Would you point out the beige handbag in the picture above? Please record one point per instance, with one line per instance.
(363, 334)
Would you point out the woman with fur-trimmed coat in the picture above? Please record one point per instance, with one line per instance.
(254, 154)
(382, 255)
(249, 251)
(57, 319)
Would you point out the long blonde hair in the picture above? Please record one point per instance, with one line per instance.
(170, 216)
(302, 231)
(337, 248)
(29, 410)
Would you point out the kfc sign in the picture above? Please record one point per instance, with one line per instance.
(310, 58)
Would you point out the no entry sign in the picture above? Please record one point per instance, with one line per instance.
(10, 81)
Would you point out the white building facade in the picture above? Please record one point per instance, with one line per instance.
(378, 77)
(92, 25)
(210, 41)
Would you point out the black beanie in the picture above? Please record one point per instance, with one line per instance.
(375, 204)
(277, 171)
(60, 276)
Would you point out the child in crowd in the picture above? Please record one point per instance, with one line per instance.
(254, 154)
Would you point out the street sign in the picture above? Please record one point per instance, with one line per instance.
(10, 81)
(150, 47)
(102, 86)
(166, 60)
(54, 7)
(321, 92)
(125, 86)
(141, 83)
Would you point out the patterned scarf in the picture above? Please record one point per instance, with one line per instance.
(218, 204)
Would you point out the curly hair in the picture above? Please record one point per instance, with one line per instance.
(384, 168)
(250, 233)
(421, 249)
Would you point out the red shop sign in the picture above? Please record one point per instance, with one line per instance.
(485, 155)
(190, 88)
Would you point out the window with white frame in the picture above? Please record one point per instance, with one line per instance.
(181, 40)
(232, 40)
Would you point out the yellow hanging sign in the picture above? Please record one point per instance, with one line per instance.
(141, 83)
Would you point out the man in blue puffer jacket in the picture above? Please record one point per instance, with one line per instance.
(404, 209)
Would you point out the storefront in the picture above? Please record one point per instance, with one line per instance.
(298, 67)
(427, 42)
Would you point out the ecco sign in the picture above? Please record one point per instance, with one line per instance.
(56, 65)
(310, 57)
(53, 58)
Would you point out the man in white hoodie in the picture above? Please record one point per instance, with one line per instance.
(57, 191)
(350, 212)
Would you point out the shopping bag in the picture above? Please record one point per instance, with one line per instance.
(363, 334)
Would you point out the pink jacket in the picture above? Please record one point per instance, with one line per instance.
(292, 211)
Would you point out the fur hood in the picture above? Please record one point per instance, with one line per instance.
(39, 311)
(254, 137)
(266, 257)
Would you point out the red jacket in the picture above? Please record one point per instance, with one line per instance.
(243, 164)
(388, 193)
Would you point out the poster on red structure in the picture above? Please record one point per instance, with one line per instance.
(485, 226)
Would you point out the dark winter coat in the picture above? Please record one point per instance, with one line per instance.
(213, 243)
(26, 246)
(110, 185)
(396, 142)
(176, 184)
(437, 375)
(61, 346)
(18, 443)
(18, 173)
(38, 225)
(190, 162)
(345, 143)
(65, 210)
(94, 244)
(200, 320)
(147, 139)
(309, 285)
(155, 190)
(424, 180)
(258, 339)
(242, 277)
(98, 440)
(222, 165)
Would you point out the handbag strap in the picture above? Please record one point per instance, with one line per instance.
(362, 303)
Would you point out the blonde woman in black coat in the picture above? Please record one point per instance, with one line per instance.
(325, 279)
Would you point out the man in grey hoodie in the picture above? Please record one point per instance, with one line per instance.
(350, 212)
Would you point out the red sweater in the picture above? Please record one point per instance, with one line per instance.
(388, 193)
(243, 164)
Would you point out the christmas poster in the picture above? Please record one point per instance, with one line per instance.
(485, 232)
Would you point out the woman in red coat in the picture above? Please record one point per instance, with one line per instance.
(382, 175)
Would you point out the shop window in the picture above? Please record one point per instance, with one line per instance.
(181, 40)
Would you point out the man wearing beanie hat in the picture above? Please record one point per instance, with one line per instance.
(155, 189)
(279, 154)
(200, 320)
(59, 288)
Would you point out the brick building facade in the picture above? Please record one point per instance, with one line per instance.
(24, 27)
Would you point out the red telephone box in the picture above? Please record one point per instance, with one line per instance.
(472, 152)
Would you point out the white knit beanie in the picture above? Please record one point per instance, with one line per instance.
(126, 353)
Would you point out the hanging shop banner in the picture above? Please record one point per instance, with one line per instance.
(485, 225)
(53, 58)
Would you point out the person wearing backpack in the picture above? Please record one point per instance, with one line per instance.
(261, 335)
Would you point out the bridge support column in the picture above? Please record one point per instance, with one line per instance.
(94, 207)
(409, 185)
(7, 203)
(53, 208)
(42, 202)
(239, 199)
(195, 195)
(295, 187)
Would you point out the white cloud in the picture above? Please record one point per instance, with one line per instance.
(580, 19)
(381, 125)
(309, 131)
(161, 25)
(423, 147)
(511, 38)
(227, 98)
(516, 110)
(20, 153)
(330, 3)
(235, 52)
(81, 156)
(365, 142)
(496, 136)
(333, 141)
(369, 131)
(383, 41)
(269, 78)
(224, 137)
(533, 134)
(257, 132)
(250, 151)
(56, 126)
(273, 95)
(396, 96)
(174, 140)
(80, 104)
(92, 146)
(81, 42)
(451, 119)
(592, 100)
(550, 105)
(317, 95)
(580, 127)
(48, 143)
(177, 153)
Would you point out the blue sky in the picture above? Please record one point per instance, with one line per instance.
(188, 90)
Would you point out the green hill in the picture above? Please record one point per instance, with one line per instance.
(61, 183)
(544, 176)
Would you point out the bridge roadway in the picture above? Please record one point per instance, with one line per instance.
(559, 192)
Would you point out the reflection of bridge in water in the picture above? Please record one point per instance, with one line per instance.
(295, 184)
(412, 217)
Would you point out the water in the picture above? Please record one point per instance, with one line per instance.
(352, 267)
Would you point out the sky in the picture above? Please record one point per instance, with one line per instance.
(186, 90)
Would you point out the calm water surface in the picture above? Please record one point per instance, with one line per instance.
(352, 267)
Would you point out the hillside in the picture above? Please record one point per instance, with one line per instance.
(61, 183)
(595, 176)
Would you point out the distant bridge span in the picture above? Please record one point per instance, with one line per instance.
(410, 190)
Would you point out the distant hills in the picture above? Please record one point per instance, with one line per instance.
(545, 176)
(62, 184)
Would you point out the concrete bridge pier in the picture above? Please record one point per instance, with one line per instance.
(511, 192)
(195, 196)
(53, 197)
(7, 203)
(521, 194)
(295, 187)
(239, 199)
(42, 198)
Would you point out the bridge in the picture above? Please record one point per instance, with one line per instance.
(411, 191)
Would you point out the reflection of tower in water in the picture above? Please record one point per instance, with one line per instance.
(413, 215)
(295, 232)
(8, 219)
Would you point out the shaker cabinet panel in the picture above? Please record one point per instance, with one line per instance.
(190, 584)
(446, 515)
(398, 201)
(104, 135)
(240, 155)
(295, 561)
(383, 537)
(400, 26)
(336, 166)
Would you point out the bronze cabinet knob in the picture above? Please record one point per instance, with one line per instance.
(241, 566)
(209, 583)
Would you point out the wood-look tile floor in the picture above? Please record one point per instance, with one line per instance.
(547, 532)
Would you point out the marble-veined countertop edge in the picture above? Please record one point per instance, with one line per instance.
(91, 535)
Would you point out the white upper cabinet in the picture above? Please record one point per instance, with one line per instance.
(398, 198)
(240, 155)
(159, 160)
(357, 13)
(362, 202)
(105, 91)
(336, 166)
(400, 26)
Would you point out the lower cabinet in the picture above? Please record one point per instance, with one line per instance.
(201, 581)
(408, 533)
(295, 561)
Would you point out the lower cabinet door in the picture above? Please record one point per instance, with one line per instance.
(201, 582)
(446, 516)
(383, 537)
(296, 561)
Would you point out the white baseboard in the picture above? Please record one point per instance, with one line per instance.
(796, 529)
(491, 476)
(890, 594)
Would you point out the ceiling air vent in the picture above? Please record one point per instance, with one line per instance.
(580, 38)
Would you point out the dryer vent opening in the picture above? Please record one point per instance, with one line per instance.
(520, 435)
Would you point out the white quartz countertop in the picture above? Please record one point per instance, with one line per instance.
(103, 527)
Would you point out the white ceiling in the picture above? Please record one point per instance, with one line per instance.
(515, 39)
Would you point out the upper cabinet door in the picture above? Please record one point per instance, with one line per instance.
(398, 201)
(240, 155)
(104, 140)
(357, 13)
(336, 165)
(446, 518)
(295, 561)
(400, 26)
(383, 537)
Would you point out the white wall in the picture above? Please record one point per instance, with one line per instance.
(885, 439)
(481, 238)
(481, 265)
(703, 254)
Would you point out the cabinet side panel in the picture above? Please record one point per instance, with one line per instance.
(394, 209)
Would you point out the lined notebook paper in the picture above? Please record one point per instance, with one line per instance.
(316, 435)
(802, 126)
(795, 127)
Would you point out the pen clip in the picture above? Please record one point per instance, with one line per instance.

### WHAT THIS TASK INVOLVES
Set down exactly what runs from the line with "Would you point out the white upper" to the last line of the data above, including both of those lines and no others.

### TASK SOLUTION
Would you point out the white upper cabinet in the picture above? Please record one point per instance, with one line per instance.
(398, 198)
(240, 155)
(159, 160)
(357, 13)
(362, 202)
(105, 91)
(336, 166)
(400, 26)
Would you point out the lower cabinet in the picture above? Please record one point per instance, with one line per instance.
(201, 581)
(408, 533)
(295, 561)
Would you point out the lower cabinet door in the picture above? Please record one point per instance, with one line per instance.
(201, 582)
(446, 516)
(383, 537)
(296, 561)
Would you point out the white baseboard in the picture above? Please record one point per instance, with one line per instance.
(796, 529)
(491, 476)
(890, 594)
Would you point out the ceiling air vent in the picture above? Please record one point per instance, with one line per instance.
(580, 38)
Would you point out the dryer vent opening in the picture above? Please record one point per instance, with one line per instance.
(520, 435)
Would you point out the white quartz countertop in the picture above? Please record one point per instance, with one line per instance.
(103, 527)
Would you point out the white ceiling in the picture above? Please record one point per instance, with one line per instance.
(515, 39)
Would you point out the upper cabinet door in the picture above? Please record one point per instance, with one line per instance.
(398, 201)
(240, 155)
(104, 140)
(357, 13)
(336, 165)
(446, 518)
(295, 561)
(400, 26)
(383, 537)
Would you point out the white wall in the picture above? Please record one point per instance, with one line per instance.
(885, 439)
(481, 238)
(481, 265)
(703, 254)
Would you point out the cabinet side panel in the picture above? Please record one point per instance, with one line per instance.
(394, 209)
Would you point out the lined notebook paper in the picture above? Please record one point per instance, with one line per instance.
(316, 435)
(802, 126)
(795, 127)
Would you point out the pen clip in the picture above? Please record one point per instance, with one line per instance.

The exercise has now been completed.